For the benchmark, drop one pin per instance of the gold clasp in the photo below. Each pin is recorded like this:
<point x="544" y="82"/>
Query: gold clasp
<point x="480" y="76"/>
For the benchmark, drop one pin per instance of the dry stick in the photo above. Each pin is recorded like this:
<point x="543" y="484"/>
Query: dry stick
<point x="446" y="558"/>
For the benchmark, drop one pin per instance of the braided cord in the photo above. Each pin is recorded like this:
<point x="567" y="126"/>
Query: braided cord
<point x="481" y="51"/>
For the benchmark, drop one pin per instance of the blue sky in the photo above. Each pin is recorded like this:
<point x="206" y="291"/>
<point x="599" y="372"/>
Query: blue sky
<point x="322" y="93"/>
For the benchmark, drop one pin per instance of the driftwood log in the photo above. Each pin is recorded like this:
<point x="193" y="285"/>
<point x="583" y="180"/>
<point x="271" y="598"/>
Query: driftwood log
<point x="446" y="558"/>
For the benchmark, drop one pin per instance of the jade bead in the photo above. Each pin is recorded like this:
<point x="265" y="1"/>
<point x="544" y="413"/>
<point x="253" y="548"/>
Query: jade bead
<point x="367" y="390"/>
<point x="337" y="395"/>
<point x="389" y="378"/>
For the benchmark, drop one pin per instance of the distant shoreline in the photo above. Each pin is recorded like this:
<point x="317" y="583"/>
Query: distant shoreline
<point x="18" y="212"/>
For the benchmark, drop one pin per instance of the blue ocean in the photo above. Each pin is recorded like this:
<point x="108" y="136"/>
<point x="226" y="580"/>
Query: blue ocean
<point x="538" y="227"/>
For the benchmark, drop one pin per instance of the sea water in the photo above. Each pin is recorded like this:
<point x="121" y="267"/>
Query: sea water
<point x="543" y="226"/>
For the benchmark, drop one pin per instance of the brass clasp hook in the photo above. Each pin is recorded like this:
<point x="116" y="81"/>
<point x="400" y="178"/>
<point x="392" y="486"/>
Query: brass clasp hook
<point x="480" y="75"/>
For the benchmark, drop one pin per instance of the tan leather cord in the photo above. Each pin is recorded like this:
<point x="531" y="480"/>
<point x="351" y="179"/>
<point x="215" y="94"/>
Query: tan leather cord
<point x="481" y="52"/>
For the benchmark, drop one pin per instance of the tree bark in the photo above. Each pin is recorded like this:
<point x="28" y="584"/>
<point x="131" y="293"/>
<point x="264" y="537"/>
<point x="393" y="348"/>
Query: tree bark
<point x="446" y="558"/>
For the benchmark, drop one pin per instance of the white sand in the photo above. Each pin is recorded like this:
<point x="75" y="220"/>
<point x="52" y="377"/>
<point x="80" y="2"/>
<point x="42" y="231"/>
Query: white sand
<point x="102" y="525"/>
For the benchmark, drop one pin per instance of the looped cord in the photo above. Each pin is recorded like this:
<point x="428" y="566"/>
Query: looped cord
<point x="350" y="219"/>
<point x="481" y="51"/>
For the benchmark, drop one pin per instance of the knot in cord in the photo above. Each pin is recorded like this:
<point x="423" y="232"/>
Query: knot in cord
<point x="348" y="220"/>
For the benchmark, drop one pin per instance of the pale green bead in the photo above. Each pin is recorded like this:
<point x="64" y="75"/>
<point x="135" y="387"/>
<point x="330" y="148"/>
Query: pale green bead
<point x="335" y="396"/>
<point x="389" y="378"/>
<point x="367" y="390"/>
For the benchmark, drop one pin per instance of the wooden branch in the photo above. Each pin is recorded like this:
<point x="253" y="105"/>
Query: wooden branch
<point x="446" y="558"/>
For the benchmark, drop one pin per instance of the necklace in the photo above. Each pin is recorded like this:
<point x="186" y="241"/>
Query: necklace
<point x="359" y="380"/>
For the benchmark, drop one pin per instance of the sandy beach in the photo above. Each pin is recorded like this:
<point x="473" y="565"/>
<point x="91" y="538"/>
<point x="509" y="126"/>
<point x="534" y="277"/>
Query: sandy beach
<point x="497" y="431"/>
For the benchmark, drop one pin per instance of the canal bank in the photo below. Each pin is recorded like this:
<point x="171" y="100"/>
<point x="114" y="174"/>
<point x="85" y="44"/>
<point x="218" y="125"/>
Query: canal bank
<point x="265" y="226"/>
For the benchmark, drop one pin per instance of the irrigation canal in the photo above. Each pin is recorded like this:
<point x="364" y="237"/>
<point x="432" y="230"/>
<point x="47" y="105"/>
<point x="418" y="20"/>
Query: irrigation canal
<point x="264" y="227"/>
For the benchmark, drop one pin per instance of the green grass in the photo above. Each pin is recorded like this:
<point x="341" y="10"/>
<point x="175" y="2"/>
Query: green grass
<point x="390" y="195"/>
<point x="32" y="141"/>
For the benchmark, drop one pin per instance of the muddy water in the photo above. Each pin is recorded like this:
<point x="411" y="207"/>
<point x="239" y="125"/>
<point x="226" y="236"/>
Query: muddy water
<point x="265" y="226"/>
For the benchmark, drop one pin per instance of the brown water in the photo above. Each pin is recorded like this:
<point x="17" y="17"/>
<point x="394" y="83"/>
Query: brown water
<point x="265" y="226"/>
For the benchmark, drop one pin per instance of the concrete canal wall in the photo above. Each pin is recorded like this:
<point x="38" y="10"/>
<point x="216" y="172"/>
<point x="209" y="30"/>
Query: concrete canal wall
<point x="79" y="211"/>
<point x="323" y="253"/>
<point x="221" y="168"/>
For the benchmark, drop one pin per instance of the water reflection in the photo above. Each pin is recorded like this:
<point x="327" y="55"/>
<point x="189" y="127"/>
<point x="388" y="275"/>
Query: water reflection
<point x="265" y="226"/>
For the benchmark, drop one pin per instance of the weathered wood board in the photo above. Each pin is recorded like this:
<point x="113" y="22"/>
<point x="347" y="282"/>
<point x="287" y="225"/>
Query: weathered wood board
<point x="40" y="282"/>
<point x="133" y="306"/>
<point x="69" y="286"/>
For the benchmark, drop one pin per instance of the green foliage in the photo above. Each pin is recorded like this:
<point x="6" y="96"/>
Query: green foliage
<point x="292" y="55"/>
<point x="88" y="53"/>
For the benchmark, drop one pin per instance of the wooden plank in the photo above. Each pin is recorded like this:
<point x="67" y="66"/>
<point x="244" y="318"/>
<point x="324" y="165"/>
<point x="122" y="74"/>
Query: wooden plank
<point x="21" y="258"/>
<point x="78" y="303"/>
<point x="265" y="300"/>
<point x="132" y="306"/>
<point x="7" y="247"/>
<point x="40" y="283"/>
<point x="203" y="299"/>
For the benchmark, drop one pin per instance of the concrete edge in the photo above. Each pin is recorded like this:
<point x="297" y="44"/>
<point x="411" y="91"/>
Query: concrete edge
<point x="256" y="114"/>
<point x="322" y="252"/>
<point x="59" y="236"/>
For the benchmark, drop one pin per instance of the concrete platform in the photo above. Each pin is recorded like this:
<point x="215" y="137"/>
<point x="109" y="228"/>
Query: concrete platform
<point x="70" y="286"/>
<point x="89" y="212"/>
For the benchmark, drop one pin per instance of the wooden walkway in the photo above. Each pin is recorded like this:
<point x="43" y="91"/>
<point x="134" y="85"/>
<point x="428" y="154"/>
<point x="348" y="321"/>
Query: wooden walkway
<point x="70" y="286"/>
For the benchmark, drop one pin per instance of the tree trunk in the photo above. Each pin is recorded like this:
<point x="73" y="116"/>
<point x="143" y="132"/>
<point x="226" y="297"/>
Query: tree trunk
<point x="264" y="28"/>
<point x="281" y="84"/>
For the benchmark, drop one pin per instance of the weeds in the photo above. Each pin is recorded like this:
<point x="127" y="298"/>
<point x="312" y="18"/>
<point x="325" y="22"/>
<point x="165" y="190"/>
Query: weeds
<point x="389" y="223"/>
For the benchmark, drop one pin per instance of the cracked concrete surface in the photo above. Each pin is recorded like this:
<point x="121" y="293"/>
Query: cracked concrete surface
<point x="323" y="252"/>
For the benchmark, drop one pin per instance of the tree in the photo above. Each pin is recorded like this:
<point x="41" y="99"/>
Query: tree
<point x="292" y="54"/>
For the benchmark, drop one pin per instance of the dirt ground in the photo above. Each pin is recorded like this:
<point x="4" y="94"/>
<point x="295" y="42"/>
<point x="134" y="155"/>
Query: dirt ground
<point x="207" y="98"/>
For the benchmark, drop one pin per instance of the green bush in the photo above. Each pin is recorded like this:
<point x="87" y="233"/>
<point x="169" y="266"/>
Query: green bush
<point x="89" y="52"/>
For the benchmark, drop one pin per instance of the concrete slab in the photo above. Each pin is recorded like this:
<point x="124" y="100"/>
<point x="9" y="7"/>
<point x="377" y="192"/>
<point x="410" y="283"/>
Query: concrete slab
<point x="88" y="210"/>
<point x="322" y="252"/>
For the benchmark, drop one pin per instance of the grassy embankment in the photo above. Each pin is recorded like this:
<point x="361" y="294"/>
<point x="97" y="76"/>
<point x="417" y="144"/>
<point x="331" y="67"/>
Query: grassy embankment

◆ ◆ ◆

- _Given exercise_
The answer consists only of the lines from the one containing "For the benchmark, drop one pin per instance of the cracked" to the end of the records, each written out exactly.

- _Problem solution_
For the benchmark, drop one pin per instance of the cracked concrete surface in the photo above. Each pin is recorded like this:
<point x="121" y="293"/>
Query: cracked concrete surface
<point x="323" y="252"/>
For the benchmark, drop one pin per instance of the tree in the photo above. Each pin is recorded like this:
<point x="41" y="99"/>
Query: tree
<point x="292" y="54"/>
For the benchmark, drop one pin per instance of the dirt ground in the photo above. Each pin is recorded like this:
<point x="4" y="94"/>
<point x="295" y="42"/>
<point x="134" y="155"/>
Query: dirt ground
<point x="207" y="98"/>
For the benchmark, drop one pin per instance of the green bush in the photo above. Each pin is recorded like this:
<point x="87" y="233"/>
<point x="169" y="266"/>
Query: green bush
<point x="89" y="52"/>
For the benchmark, drop one pin per instance of the concrete slab in the photo above. Each pin is recorded like this:
<point x="124" y="100"/>
<point x="9" y="7"/>
<point x="377" y="192"/>
<point x="410" y="283"/>
Query: concrete slab
<point x="88" y="210"/>
<point x="322" y="252"/>
For the benchmark, drop one pin per instance of the grassy embankment in the photo above. Each pin is recorded like this:
<point x="361" y="294"/>
<point x="97" y="76"/>
<point x="417" y="144"/>
<point x="331" y="67"/>
Query: grassy embankment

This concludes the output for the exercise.